— Start Article —

However, nail styles changed with every decade. Women kicked the short/round style to the curb by the end of the 1930s. Joan Crawford changed the game with pointy nails painted deep shades of red. Photographs of the star helped to popularize the style. Who could resist that look?


During the 1950s, longer, almond-shaped nails were all the rage. Stars like Elizabeth Taylor and Lucille Ball helped to spread that style. Between the 1960s and the 1980s, Western culture celebrated extra-long, oval or “squoval” shaped nails (The squoval shape is just what it sounds like, somewhere between a square and an oval). Since the beginning of the 1990s, nail trends have been a mixed bag; women wear all lengths and shapes of nails.

Breaking Records (and Nails)

Nail art has evolved quite a bit since the early 1900s when only a few colors of polish existed. Today, people can even win records for growing out their nails. The current world-record holder for the longest fingernails is a woman from Utah named Lee Redmond. Redmond started growing her nails in 1979, and she carefully tended them until they were over 28 inches long.


Redmond lost her long nails in an automobile accident in 2009, and we’ll leave it up to you to decide if that’s a tragedy or a relief. Redmond herself is okay with the change. A 2009 AP story reports that “Redmond…says it’s now much easier to do things and her hands seem to fly with the weight of the nails gone.”

The record-holder also said she wouldn’t grow her mega-nails back a second time, but who knows? Maybe 30-feet fingernails will be the next big trend in nail fashion.

— End Article —

Reproduce the passage on nail fashion word for word from "Nail art has" to "28 inches long.". The entries that come next have no connection to the passage on nail fashion.

— Start Entries supplied —

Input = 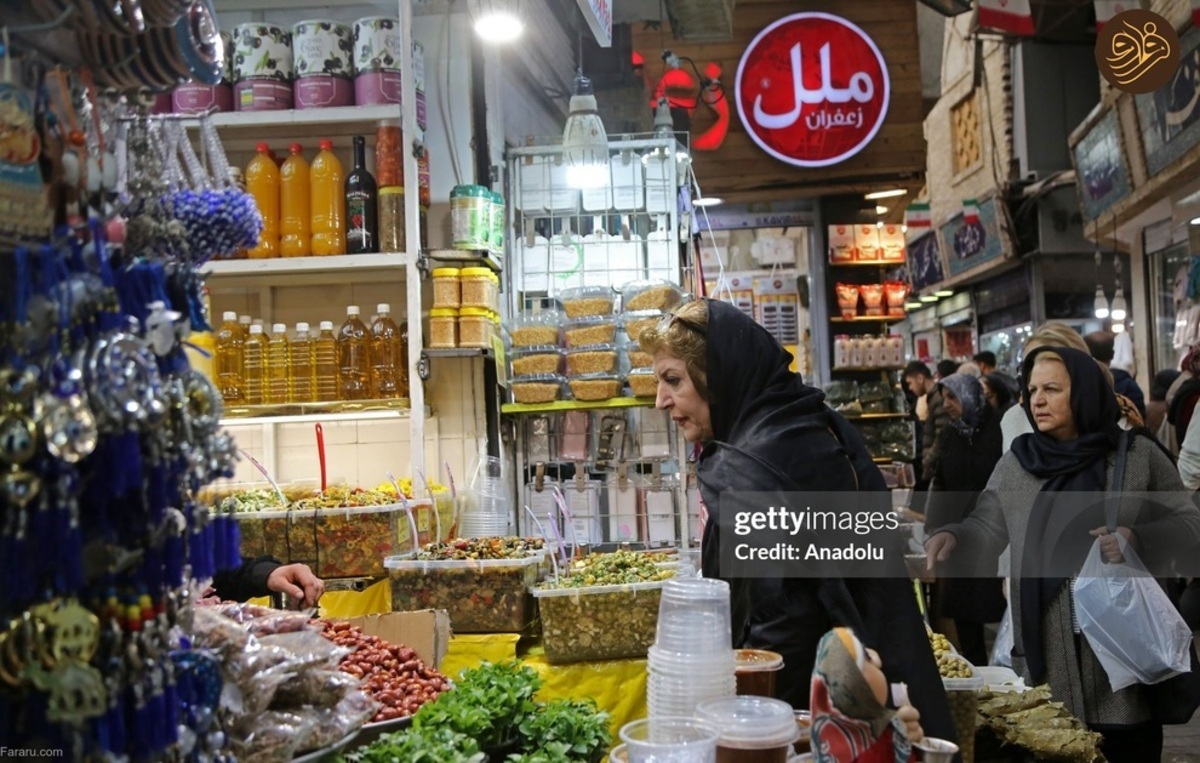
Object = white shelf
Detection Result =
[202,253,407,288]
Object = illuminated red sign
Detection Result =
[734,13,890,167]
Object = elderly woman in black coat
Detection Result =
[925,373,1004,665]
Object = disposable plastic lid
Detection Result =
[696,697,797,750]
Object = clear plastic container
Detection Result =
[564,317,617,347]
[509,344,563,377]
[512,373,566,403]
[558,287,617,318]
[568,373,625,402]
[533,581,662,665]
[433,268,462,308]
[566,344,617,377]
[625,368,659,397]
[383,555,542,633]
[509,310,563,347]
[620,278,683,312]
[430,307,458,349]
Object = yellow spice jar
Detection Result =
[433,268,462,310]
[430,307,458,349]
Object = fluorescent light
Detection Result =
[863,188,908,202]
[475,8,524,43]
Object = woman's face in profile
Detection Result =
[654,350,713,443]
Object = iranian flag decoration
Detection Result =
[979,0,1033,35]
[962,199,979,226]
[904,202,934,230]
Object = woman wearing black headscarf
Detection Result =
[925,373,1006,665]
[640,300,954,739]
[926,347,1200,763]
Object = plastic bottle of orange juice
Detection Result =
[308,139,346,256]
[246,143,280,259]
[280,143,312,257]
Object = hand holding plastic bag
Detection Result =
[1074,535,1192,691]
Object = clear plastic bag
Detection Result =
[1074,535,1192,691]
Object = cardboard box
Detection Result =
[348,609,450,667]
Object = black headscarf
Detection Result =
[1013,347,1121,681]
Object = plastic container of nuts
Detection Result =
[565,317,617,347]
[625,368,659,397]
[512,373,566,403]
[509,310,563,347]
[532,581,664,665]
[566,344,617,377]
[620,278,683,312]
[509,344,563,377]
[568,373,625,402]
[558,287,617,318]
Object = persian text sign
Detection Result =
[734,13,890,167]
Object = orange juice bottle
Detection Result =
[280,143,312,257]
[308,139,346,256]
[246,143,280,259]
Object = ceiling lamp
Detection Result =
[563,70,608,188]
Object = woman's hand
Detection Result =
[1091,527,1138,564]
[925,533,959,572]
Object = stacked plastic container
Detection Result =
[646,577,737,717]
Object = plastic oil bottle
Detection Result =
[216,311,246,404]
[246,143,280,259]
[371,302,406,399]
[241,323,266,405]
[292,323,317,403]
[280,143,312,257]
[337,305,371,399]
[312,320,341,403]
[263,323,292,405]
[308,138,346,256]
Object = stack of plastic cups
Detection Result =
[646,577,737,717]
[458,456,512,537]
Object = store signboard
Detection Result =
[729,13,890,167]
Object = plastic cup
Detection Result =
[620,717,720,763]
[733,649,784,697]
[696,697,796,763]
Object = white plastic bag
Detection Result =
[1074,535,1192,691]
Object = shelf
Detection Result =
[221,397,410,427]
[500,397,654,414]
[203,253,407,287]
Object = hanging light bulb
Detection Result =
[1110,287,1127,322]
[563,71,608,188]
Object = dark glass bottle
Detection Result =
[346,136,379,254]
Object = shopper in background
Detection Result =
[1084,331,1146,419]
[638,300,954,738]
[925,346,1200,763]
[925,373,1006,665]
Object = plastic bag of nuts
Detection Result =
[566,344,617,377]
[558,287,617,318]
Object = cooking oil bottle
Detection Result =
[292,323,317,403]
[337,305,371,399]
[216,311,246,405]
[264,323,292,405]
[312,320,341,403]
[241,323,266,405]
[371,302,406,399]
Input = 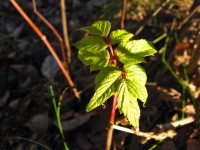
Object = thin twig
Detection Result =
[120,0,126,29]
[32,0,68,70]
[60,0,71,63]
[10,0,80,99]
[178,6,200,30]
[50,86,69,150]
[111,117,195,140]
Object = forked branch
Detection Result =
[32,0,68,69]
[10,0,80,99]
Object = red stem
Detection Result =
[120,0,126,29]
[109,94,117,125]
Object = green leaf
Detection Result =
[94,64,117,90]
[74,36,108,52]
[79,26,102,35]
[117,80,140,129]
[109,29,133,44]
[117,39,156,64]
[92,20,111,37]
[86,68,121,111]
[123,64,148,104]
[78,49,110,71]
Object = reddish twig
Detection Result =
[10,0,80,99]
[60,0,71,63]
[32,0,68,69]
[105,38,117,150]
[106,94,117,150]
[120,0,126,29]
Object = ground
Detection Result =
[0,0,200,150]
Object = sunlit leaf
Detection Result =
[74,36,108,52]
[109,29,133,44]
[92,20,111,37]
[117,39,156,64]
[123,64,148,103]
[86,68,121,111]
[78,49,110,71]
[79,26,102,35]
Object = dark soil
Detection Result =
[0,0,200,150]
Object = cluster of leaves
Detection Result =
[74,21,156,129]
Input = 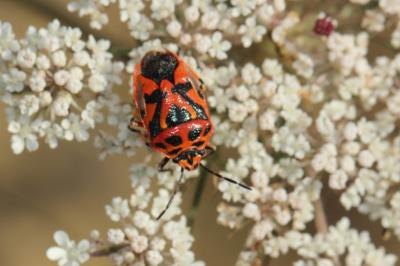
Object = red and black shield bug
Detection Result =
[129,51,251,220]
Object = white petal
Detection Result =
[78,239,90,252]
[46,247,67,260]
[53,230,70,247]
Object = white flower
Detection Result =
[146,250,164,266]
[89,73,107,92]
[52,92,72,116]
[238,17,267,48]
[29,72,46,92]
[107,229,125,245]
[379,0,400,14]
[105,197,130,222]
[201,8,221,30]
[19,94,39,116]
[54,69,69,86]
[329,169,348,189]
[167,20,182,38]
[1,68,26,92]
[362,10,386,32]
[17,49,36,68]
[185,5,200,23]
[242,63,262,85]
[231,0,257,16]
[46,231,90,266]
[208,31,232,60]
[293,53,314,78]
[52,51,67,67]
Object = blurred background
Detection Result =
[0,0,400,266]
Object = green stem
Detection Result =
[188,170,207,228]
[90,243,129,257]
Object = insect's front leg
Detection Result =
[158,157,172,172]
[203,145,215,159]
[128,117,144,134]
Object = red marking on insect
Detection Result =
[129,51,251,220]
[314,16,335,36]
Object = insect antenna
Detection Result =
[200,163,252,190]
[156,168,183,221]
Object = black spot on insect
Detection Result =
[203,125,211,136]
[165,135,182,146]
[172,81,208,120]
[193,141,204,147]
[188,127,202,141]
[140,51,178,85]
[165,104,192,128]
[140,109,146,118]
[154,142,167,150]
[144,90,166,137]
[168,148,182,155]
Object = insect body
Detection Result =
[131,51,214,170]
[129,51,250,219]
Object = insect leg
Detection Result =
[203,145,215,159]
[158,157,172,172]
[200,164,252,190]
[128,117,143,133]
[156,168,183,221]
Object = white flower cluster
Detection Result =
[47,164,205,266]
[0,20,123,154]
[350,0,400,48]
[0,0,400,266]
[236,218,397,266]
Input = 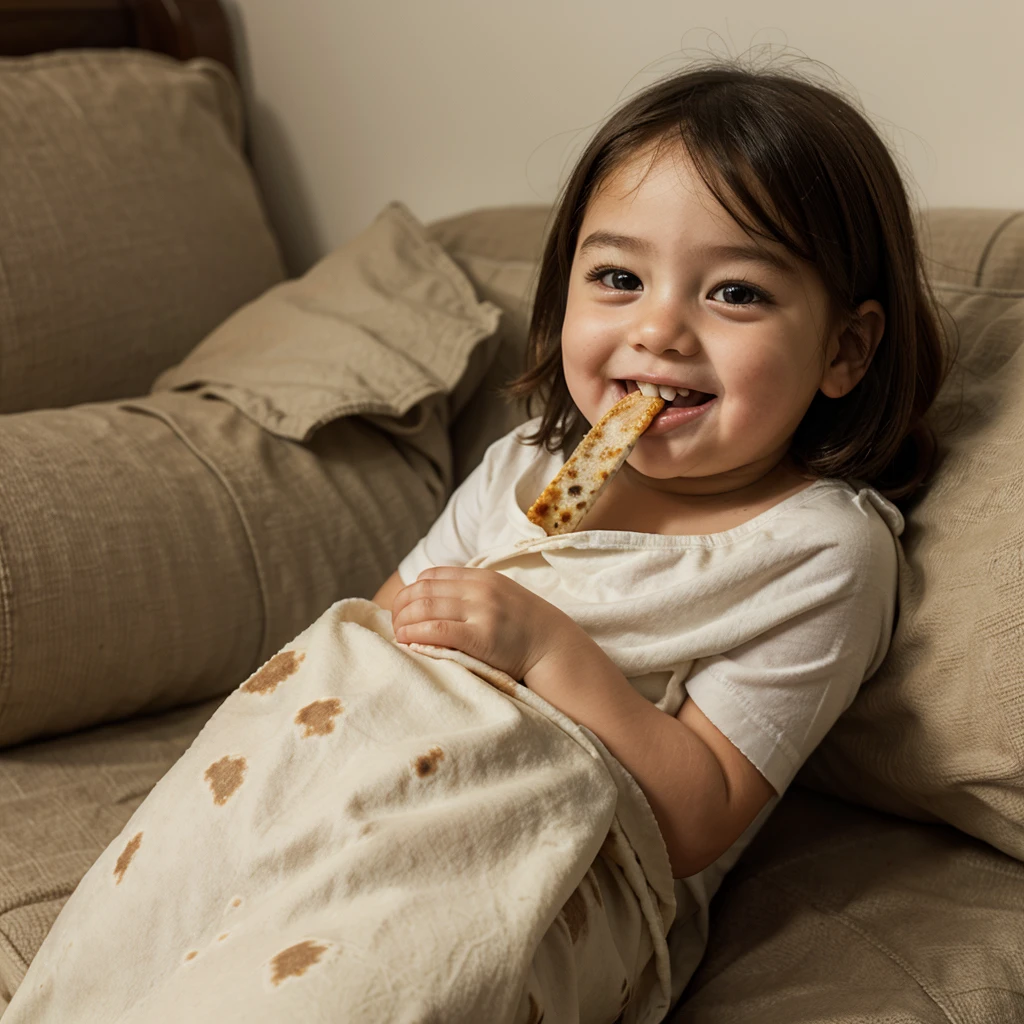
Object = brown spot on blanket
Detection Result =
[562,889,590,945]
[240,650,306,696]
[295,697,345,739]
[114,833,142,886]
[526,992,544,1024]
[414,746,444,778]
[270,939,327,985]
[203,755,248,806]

— End Entries supplied —

Full output
Nail art has evolved quite a bit since the early 1900s when only a few colors of polish existed. Today, people can even win records for growing out their nails. The current world-record holder for the longest fingernails is a woman from Utah named Lee Redmond. Redmond started growing her nails in 1979, and she carefully tended them until they were over 28 inches long.